- _Problem details_:
Report each line from the entries in which "shirt" can be found.

- _Exercise data_:
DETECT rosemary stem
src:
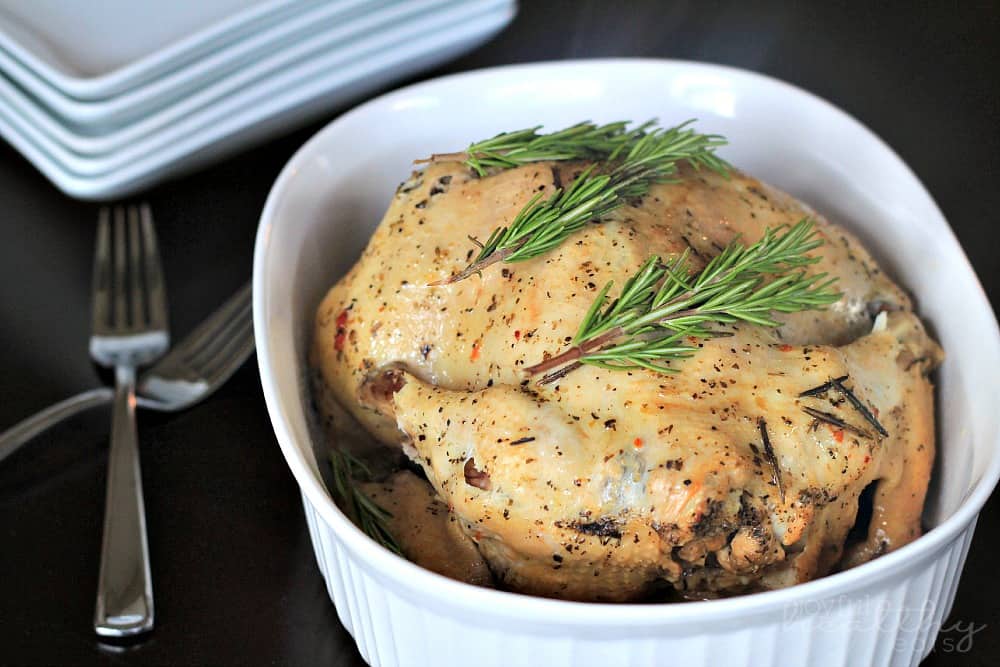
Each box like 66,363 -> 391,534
535,361 -> 582,385
525,328 -> 622,375
427,243 -> 521,286
413,151 -> 469,165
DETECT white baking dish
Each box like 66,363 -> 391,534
253,60 -> 1000,667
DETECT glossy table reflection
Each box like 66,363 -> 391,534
0,2 -> 996,665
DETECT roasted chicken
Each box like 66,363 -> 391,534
311,160 -> 941,601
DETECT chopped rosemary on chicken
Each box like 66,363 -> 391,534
427,120 -> 730,285
527,219 -> 841,383
329,448 -> 400,554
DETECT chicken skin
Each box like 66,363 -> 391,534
311,159 -> 941,600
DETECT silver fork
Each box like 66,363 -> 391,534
136,282 -> 252,409
0,283 -> 252,463
91,204 -> 168,638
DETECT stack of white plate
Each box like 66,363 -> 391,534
0,0 -> 516,200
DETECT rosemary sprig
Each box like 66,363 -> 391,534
429,120 -> 730,285
526,219 -> 841,383
416,120 -> 654,176
330,448 -> 401,555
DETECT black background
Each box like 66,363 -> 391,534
0,2 -> 996,665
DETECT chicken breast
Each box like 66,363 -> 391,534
311,160 -> 941,601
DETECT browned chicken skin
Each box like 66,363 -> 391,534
311,160 -> 941,601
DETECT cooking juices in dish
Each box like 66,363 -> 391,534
309,120 -> 942,602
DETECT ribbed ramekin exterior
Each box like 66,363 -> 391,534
301,493 -> 976,667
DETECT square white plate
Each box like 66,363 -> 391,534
0,0 -> 320,99
0,0 -> 426,153
0,0 -> 516,199
0,0 -> 393,130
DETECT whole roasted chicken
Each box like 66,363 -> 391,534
311,143 -> 941,601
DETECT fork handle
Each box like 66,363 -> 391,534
95,366 -> 154,637
0,388 -> 114,464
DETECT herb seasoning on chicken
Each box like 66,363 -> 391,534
310,121 -> 941,601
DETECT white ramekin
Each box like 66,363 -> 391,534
253,60 -> 1000,667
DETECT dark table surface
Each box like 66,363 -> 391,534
1,2 -> 997,665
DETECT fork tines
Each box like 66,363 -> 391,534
153,283 -> 253,384
183,284 -> 253,382
92,204 -> 167,336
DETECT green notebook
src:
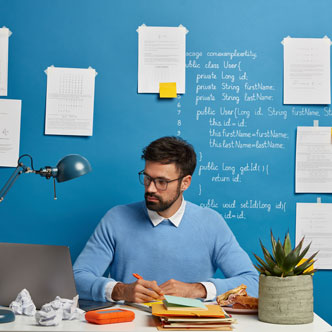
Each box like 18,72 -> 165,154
163,295 -> 207,311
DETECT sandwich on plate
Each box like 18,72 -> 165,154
216,284 -> 258,309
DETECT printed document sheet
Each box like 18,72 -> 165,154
137,25 -> 187,94
0,99 -> 21,167
0,27 -> 11,96
296,202 -> 332,269
283,37 -> 331,105
45,66 -> 96,136
296,126 -> 332,193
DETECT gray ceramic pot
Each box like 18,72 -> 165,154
258,274 -> 313,324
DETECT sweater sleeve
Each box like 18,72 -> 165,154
206,211 -> 259,298
73,212 -> 116,301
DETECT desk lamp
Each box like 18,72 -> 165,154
0,154 -> 92,202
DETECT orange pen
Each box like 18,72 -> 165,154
133,273 -> 143,280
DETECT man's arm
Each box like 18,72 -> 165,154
159,279 -> 207,299
73,215 -> 117,301
206,214 -> 259,297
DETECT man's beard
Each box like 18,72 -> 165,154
145,186 -> 181,212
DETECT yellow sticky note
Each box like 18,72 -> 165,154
159,82 -> 177,98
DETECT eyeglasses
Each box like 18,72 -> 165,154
138,170 -> 184,191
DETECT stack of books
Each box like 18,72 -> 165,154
151,295 -> 236,331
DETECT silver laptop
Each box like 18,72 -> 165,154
0,243 -> 77,309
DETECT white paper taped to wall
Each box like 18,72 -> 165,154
296,126 -> 332,193
137,24 -> 188,94
0,99 -> 21,167
0,27 -> 12,96
283,37 -> 331,105
44,66 -> 97,136
296,202 -> 332,269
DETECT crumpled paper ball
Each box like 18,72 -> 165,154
9,288 -> 36,316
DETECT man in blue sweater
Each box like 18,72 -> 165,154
73,136 -> 258,303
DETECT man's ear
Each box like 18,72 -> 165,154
180,175 -> 192,192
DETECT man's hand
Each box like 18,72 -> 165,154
159,279 -> 207,299
111,279 -> 164,303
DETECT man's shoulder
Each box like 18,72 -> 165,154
185,200 -> 222,218
106,201 -> 145,214
102,201 -> 147,222
185,201 -> 226,225
184,201 -> 230,234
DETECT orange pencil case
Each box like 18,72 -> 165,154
85,308 -> 135,325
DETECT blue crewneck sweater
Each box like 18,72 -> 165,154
73,201 -> 258,301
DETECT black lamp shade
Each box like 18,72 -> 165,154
56,154 -> 92,183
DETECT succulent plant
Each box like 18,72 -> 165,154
253,231 -> 318,277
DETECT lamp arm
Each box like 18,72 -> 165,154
0,160 -> 35,203
0,164 -> 23,203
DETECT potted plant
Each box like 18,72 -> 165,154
254,231 -> 318,324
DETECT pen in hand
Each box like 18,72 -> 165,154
133,273 -> 143,280
132,273 -> 164,300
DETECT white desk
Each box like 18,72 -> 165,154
0,305 -> 331,332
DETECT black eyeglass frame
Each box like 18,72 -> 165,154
138,170 -> 184,191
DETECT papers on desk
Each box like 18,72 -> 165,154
44,66 -> 96,136
124,300 -> 163,313
283,37 -> 331,105
137,24 -> 187,94
158,318 -> 234,331
295,126 -> 332,193
163,295 -> 207,311
0,27 -> 11,96
152,303 -> 226,317
152,300 -> 235,331
0,99 -> 21,167
296,202 -> 332,269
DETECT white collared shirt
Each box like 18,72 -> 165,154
147,197 -> 186,227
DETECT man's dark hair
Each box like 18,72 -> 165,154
141,136 -> 197,176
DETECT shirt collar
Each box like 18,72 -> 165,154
147,198 -> 186,227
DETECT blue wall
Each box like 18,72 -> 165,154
0,0 -> 331,325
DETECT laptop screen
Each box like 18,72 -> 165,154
0,243 -> 77,309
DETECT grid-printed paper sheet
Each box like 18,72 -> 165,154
45,66 -> 96,136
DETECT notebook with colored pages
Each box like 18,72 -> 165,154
159,315 -> 235,326
157,313 -> 234,331
152,303 -> 225,317
155,305 -> 233,331
163,295 -> 207,311
157,324 -> 233,331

- _Answer section_:
DETECT white collared shirt
DETECT shirt collar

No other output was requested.